* **STATED PROBLEM**
Scale the material from its first line through the line containing "[55,173,89,198]", both ends included: multiply every bounding-box coordinate by 0.75 and round to the nearest whole number, with halves rounded up. Copy every other line unchanged.

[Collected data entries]
● ● ●

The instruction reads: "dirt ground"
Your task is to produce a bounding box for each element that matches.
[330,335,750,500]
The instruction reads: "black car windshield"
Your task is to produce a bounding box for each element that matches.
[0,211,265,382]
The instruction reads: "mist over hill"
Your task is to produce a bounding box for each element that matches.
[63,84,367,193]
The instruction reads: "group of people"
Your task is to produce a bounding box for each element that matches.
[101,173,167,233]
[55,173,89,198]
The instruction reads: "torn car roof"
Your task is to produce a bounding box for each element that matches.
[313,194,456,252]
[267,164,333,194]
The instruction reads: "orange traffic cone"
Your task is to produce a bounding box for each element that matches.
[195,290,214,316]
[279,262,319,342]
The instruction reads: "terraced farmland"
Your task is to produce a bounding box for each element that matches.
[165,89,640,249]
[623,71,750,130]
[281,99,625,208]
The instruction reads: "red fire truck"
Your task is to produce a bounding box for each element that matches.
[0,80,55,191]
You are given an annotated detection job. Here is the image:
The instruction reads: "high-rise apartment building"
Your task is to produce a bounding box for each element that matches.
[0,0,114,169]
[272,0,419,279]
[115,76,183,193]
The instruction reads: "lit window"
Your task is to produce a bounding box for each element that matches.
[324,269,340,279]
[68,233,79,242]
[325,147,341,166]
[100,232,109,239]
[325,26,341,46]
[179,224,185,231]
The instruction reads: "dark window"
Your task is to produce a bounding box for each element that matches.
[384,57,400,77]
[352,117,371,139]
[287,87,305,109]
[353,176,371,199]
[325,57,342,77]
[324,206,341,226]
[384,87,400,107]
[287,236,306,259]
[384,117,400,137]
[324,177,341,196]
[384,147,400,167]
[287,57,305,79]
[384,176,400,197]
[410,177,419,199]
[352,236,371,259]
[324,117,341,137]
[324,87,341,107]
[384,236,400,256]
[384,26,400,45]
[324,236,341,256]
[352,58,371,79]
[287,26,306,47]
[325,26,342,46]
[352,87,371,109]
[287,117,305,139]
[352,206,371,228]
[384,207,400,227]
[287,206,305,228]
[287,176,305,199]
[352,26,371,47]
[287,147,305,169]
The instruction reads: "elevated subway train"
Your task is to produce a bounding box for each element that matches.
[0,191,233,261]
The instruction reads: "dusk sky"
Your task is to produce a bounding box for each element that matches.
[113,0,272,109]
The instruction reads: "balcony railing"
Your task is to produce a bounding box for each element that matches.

● ● ●

* **FINAL ANSWER**
The instruction reads: "dirt ground"
Your task is to produce a bounding box for each element that matches.
[248,251,563,375]
The instruction reads: "black car windshield"
Your task is to produce a bounding box for each element that matches.
[0,158,199,287]
The instruction reads: "mist over hill"
Your task is to produce a bounding box for each element that matches.
[47,63,275,145]
The instruction reads: "group of people"
Your task is to produce a bounding box for each element that matches.
[76,130,125,175]
[41,130,67,149]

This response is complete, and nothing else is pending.